» Given instruction:
Filter the material below, keeping each line that contains the string "SELECT". The match is case-sensitive.

Source records

-- start --

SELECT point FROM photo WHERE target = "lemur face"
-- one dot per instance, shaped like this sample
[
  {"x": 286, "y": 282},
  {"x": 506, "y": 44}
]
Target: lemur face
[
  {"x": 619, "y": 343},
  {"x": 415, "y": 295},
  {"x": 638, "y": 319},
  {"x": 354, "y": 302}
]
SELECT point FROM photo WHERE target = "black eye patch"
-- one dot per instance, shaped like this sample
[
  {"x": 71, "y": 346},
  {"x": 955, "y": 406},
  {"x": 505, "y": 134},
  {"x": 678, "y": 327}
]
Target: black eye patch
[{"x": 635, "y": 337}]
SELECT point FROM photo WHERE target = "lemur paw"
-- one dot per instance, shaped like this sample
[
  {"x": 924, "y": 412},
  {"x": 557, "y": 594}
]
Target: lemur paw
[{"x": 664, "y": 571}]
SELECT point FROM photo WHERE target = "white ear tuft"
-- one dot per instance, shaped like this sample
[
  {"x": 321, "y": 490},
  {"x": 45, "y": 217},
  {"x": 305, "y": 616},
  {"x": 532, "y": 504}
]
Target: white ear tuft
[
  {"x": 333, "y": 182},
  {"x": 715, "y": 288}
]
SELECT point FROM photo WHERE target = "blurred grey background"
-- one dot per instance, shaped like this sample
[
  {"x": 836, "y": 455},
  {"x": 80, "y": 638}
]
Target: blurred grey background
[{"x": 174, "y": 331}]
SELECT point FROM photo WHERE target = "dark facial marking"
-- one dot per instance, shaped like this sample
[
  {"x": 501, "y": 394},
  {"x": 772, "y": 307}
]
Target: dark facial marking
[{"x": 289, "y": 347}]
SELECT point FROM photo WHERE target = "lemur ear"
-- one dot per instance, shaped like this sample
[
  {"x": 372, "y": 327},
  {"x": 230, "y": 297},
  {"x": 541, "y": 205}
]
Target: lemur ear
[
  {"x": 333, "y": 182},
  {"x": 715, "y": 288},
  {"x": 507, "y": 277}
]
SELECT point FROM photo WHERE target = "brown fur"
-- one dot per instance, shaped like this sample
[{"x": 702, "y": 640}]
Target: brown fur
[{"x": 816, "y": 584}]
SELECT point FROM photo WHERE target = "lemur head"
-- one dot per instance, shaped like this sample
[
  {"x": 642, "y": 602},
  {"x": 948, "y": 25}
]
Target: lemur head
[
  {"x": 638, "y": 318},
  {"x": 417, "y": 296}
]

-- end --

» Completed exercise:
SELECT point FROM photo WHERE target = "lemur face"
SELECT point FROM photo WHERE target = "black eye patch"
SELECT point FROM photo WHERE target = "lemur paw"
SELECT point FROM photo WHERE target = "white ear tuft"
SELECT point FROM photo WHERE target = "blurred grey background"
SELECT point FROM photo WHERE target = "dark facial marking"
SELECT point FROM photo WHERE target = "lemur ear"
SELECT point FROM photo WHERE target = "brown fur"
SELECT point FROM photo WHERE target = "lemur head"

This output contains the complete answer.